BEGIN RECORDS TO USE

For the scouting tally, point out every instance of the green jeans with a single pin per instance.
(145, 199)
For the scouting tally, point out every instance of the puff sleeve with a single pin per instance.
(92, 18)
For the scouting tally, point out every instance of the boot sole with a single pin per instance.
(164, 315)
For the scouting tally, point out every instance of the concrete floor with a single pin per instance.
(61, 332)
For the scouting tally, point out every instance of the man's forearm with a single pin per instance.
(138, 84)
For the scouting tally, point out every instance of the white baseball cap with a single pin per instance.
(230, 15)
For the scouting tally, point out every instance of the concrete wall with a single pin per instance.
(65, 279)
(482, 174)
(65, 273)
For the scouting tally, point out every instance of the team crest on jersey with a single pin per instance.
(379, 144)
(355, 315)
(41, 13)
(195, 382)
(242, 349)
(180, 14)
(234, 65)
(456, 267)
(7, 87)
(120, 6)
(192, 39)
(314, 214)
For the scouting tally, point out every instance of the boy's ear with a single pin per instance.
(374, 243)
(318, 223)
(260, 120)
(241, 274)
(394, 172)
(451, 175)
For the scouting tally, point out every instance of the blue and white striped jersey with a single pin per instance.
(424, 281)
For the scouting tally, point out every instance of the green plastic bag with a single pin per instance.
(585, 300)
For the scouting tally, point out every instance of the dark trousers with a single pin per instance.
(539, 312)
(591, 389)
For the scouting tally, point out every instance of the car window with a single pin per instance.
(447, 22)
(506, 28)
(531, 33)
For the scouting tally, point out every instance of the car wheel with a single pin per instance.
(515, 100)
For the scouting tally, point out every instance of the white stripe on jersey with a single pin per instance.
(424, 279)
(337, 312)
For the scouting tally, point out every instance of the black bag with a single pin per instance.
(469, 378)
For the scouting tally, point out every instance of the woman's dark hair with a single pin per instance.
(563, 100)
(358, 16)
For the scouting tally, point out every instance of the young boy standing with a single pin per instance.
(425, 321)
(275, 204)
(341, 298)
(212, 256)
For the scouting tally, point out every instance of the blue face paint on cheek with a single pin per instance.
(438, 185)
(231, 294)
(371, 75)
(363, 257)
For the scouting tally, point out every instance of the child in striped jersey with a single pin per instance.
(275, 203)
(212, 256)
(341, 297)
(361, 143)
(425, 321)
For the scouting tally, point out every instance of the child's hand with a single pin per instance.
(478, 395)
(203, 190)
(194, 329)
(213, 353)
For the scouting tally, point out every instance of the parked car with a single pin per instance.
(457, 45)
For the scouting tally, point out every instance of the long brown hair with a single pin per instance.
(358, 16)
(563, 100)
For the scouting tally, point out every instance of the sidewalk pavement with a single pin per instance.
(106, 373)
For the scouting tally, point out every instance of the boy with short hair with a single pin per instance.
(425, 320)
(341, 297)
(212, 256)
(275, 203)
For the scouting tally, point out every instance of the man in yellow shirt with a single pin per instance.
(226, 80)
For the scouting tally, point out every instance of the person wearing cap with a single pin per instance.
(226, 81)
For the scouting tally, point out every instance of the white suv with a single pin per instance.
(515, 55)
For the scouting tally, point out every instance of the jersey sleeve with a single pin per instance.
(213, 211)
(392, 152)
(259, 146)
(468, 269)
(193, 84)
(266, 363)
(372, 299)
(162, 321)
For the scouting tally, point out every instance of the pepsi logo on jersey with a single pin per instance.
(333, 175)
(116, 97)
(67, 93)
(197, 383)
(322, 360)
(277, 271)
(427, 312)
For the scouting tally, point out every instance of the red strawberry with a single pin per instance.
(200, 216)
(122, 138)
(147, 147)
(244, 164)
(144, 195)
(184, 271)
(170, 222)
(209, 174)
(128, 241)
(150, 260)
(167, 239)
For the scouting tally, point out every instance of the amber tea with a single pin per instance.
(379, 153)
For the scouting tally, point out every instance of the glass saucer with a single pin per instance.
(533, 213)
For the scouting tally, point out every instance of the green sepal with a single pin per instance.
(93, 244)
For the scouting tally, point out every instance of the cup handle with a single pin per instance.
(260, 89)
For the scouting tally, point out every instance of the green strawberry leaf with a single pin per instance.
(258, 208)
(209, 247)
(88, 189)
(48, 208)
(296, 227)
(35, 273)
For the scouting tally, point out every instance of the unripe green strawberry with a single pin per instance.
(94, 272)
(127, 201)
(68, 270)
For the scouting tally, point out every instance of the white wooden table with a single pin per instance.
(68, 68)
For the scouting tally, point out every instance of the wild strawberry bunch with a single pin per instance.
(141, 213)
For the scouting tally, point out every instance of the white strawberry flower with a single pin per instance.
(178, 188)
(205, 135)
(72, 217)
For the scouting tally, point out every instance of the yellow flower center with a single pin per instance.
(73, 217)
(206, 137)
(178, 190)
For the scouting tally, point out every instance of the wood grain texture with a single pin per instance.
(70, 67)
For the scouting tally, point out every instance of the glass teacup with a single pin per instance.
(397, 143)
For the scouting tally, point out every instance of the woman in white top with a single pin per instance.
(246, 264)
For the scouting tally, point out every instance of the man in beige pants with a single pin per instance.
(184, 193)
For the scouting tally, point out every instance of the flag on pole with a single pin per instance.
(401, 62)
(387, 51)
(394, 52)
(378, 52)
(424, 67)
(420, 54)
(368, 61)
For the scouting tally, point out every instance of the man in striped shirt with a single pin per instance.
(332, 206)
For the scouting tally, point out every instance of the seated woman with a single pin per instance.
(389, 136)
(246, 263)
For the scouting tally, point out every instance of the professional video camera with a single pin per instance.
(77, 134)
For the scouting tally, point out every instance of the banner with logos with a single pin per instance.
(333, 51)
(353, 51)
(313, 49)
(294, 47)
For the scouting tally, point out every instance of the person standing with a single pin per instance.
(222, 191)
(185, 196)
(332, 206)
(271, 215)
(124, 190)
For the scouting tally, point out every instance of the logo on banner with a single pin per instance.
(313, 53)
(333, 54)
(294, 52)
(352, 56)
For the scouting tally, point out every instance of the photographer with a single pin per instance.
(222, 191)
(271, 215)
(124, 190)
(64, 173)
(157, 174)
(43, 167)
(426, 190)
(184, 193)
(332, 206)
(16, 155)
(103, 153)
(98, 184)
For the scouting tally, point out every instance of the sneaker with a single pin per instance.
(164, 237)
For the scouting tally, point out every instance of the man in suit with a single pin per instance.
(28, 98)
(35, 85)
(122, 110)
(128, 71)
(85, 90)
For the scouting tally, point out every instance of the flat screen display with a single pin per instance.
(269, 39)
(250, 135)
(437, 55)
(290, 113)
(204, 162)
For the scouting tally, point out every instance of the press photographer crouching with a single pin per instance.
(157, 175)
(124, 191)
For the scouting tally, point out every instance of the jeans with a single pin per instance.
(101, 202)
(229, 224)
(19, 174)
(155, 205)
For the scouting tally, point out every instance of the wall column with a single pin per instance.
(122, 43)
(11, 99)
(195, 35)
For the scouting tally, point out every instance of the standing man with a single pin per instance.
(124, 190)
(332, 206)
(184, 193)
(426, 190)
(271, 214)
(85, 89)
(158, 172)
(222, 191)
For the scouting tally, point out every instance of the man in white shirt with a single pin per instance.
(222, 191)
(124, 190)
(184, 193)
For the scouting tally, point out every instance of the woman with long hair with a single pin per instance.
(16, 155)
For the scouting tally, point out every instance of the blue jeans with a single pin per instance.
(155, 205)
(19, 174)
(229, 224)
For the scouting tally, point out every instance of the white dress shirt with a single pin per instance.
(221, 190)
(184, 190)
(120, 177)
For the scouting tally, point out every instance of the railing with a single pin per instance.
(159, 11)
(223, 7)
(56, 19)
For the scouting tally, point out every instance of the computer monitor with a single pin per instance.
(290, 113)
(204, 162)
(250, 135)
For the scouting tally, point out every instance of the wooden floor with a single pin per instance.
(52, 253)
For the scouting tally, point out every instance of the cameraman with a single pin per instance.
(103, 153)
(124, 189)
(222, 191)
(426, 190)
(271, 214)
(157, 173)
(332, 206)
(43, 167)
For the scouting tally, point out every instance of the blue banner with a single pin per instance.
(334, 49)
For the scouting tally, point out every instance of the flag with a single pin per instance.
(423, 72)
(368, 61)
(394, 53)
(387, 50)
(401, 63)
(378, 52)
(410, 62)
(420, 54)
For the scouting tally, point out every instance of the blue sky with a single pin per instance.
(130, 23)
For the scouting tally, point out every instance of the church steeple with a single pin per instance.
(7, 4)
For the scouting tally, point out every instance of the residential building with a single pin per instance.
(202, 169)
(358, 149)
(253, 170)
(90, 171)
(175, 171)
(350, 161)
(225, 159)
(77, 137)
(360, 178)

END RECORDS TO USE

YOUR GOAL>
The lines to reproduce run from the one containing "blue banner with a single pin per instance." to the last line of the listing; print them exactly, including both ends.

WORKED SOLUTION>
For the scouting tally, point out every instance of the blue banner with a single pin per instance.
(334, 49)
For the scouting tally, point out every instance of the flag with a single pin per instance.
(423, 72)
(368, 61)
(394, 53)
(387, 50)
(401, 63)
(378, 52)
(410, 62)
(420, 54)
For the scouting tally, point out every instance of the blue sky with a single pin per instance.
(130, 23)
For the scouting tally, point out every instance of the church steeple with a single pin per instance.
(7, 4)
For the scouting tally, point out every instance of the residential building with a single pin per instance.
(202, 169)
(358, 149)
(253, 170)
(90, 171)
(175, 171)
(350, 161)
(225, 159)
(77, 137)
(360, 178)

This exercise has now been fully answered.